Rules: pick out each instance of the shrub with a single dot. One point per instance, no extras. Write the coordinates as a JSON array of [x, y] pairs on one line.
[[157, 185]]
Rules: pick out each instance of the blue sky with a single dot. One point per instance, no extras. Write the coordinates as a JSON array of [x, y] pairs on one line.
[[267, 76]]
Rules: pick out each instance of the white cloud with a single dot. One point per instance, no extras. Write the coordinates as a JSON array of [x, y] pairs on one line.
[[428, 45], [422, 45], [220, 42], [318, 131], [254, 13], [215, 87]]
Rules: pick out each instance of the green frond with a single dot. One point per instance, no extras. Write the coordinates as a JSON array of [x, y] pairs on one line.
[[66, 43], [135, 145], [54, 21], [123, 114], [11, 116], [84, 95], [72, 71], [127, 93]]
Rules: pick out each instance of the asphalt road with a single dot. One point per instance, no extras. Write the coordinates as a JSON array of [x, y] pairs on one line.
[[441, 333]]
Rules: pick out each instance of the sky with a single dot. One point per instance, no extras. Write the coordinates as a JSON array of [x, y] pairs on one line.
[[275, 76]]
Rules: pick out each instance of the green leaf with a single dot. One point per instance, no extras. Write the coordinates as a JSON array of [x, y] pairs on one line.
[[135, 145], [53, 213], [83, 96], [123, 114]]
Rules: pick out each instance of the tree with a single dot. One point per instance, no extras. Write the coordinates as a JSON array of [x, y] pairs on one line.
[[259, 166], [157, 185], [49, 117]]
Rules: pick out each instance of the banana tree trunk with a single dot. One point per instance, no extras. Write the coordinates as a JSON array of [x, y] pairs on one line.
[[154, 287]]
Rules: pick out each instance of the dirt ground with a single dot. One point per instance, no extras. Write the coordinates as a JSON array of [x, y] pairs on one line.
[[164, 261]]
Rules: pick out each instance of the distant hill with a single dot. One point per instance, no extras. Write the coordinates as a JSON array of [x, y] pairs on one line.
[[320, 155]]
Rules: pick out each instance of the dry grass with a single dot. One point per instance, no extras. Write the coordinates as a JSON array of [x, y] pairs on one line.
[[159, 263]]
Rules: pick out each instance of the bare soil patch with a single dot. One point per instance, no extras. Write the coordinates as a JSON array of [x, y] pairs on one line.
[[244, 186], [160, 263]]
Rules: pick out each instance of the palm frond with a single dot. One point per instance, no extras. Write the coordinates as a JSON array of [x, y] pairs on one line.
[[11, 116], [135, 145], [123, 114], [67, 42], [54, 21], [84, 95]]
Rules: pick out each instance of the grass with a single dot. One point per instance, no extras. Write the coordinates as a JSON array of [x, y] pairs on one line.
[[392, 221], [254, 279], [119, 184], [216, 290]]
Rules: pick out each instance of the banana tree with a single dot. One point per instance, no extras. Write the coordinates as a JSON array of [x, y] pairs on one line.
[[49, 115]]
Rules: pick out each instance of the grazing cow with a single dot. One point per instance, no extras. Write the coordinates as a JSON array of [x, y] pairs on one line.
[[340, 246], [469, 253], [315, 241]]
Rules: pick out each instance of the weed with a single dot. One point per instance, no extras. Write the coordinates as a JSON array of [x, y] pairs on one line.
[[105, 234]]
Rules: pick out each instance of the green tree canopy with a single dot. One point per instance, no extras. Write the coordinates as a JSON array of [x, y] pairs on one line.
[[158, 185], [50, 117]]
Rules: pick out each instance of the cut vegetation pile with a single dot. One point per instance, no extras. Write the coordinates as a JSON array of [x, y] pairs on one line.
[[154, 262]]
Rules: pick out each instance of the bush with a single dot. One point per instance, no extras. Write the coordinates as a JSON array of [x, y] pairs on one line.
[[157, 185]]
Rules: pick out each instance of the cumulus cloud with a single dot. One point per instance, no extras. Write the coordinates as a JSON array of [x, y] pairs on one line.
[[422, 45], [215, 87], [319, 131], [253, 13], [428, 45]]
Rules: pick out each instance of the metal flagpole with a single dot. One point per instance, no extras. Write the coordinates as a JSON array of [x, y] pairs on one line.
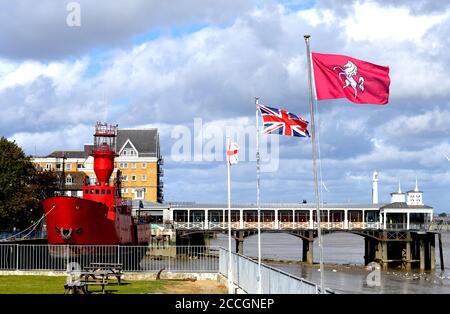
[[230, 271], [258, 196], [314, 156]]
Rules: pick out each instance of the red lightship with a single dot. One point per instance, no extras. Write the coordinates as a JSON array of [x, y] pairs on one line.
[[102, 216]]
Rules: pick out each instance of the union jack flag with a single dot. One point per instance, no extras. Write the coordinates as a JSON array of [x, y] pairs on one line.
[[279, 121]]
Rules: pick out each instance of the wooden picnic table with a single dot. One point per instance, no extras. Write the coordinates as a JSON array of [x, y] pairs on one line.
[[81, 284], [112, 269]]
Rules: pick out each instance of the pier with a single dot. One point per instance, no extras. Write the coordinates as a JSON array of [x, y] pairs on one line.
[[395, 235]]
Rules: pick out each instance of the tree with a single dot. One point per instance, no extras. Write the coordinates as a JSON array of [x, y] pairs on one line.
[[22, 187]]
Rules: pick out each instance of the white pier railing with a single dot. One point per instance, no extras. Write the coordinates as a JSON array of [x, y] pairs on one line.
[[273, 281]]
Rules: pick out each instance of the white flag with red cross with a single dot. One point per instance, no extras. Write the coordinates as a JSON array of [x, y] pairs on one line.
[[232, 153]]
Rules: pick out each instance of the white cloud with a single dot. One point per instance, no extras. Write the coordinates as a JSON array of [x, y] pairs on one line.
[[215, 72], [373, 22]]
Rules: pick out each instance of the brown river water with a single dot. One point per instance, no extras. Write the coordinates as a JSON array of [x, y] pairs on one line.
[[344, 259]]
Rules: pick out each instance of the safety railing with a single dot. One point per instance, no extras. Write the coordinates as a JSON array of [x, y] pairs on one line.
[[273, 281], [132, 258]]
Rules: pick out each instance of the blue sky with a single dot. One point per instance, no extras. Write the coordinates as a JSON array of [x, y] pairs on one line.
[[155, 64]]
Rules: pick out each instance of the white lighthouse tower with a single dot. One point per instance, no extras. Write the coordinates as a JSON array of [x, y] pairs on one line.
[[375, 188]]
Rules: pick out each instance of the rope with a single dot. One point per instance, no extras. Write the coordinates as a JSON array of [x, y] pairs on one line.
[[32, 227]]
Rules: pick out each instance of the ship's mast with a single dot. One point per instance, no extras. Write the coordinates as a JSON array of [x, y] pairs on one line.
[[104, 152]]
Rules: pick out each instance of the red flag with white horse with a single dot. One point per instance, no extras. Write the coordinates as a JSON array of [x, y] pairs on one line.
[[361, 82]]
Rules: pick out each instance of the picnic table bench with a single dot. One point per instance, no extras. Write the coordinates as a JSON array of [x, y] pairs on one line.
[[85, 279], [75, 287], [111, 269]]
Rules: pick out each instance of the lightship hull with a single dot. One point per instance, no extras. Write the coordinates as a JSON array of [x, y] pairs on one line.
[[77, 221]]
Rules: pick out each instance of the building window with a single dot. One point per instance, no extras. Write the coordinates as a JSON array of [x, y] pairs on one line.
[[139, 193]]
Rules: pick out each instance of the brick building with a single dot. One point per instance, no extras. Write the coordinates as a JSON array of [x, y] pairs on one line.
[[139, 161]]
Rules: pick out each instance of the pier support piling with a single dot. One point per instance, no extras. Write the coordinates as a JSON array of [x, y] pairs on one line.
[[308, 246], [408, 256], [433, 251], [441, 255], [422, 254]]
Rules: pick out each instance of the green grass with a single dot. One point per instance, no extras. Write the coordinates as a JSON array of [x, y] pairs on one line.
[[55, 285]]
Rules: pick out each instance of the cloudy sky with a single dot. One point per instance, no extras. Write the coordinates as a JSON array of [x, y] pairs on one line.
[[165, 63]]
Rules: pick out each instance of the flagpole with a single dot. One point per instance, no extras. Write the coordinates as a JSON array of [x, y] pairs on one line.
[[258, 195], [314, 156], [230, 271]]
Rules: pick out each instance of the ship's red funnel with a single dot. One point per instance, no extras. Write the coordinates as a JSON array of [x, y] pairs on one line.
[[103, 165]]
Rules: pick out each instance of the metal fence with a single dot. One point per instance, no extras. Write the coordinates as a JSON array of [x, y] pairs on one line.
[[274, 281], [25, 234], [199, 259]]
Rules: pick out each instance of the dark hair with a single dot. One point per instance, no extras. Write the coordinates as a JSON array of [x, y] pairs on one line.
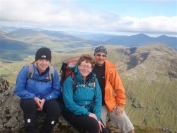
[[88, 58]]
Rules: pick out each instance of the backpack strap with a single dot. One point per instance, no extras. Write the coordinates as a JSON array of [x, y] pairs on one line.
[[31, 72], [74, 81], [51, 73]]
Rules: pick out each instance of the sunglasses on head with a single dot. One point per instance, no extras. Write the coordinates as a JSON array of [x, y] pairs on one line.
[[99, 55]]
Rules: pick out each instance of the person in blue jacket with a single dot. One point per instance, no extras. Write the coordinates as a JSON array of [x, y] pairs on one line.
[[38, 93], [83, 103]]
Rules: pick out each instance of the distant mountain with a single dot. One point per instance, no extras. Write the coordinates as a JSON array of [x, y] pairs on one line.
[[65, 41], [19, 33], [10, 44]]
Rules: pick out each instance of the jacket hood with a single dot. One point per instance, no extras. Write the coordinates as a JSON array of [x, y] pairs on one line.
[[79, 76]]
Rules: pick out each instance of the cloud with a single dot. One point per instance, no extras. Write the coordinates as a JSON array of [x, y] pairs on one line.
[[73, 16]]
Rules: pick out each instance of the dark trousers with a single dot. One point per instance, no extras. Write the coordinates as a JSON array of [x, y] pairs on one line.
[[83, 122], [51, 108]]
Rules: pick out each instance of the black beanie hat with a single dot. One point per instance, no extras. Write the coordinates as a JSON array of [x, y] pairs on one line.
[[43, 53]]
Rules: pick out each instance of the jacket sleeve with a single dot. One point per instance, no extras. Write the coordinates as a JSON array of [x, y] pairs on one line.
[[67, 94], [97, 100], [55, 91], [118, 88], [21, 81]]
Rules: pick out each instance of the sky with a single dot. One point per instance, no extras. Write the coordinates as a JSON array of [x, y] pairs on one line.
[[153, 17]]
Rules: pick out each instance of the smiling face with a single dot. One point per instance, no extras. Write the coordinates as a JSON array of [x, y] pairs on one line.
[[42, 65], [100, 58], [85, 68]]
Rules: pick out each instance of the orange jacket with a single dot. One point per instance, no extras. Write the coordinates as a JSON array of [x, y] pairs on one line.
[[114, 90]]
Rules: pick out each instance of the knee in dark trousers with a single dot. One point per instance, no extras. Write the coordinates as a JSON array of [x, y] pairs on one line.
[[52, 110], [31, 123], [48, 124]]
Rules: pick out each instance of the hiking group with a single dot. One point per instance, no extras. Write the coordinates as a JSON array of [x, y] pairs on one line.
[[91, 92]]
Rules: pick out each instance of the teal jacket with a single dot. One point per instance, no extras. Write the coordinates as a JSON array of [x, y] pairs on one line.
[[85, 98]]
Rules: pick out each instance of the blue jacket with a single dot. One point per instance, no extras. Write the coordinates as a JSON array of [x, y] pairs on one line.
[[79, 101], [33, 88]]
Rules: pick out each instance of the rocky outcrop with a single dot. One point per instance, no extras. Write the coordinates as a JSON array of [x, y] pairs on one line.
[[11, 115]]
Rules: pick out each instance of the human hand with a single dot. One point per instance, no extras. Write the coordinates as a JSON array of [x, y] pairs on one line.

• • •

Short problem:
Reproduce verbatim the stretch of the records above, from the line containing "Rules: pick out each instance of the hiking" through the end of the records.

Task output:
Rules: pick out each instance of the hiking group with a single dot. One point per instance, no extras. Write the coordinates as a JSON array of [x, y] pairs on one line.
[[91, 92]]
Rules: pick out each instance of the teal jacket with a single dot. One point per instance, no extras. Write the coordinates as a JSON array of [x, y] pairs on one line.
[[85, 98]]
Rules: pick out each instance of the blue jacket with a single dot. One point per instance, no extras. Write the coordinates as a JSON array of [x, y] pairs on one line.
[[79, 101], [33, 88]]
Rules: pick out each instance of the rocky outcrop with a single dot. One point per instance, no extras. Write the coordinates as a JSON array of [x, y] pairs on one line.
[[11, 115]]
Rules: pick out each instance of the human hand with a single dot. One point per instance, no extras. Write the coordinates as a JSON array of [x, y] pairs on one line.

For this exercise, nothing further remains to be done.